Determine how many lines in the items below contain the word "convertible". Reply with the number alone.

— start of RECORDS SHOWN —

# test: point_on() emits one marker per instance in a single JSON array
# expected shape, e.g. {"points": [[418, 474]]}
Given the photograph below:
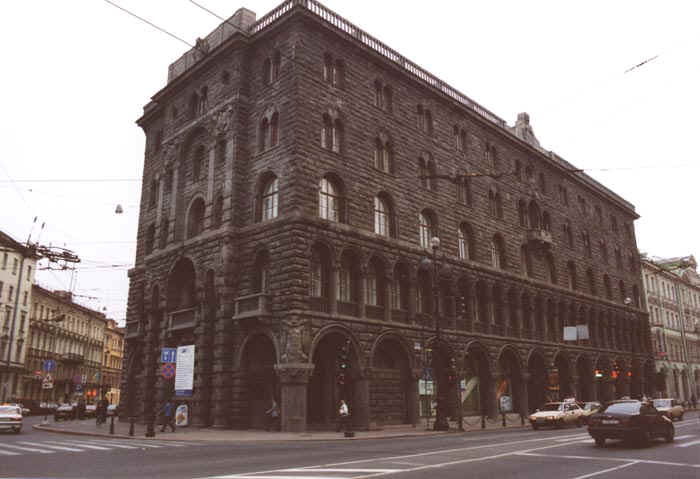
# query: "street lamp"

— end of RECORDS SHOWN —
— start of RECORDS SHOWN —

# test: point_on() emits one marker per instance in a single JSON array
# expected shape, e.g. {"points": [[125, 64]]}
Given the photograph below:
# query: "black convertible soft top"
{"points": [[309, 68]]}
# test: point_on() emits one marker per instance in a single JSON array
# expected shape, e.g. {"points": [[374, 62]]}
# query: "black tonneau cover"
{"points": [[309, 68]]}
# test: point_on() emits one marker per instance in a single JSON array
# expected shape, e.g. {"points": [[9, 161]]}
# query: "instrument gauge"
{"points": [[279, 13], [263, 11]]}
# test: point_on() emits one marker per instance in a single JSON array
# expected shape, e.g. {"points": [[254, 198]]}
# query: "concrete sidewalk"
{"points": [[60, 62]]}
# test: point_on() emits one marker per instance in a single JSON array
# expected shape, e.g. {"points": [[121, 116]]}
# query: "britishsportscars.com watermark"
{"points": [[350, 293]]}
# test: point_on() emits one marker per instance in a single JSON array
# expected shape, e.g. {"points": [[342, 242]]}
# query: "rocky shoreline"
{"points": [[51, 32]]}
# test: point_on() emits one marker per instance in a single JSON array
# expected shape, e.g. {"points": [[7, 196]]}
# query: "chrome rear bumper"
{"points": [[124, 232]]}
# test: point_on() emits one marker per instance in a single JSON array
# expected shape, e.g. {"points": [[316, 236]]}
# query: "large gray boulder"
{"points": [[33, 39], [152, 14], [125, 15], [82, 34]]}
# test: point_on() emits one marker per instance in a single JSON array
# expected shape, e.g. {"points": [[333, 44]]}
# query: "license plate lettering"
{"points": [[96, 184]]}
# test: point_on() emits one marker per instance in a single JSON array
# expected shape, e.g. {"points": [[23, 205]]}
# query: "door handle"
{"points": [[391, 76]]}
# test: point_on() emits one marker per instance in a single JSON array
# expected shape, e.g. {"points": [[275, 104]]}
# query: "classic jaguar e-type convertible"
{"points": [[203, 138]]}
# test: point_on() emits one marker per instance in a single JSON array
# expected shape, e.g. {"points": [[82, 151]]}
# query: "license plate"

— end of RECORDS SHOWN —

__COMPLETE RESPONSE__:
2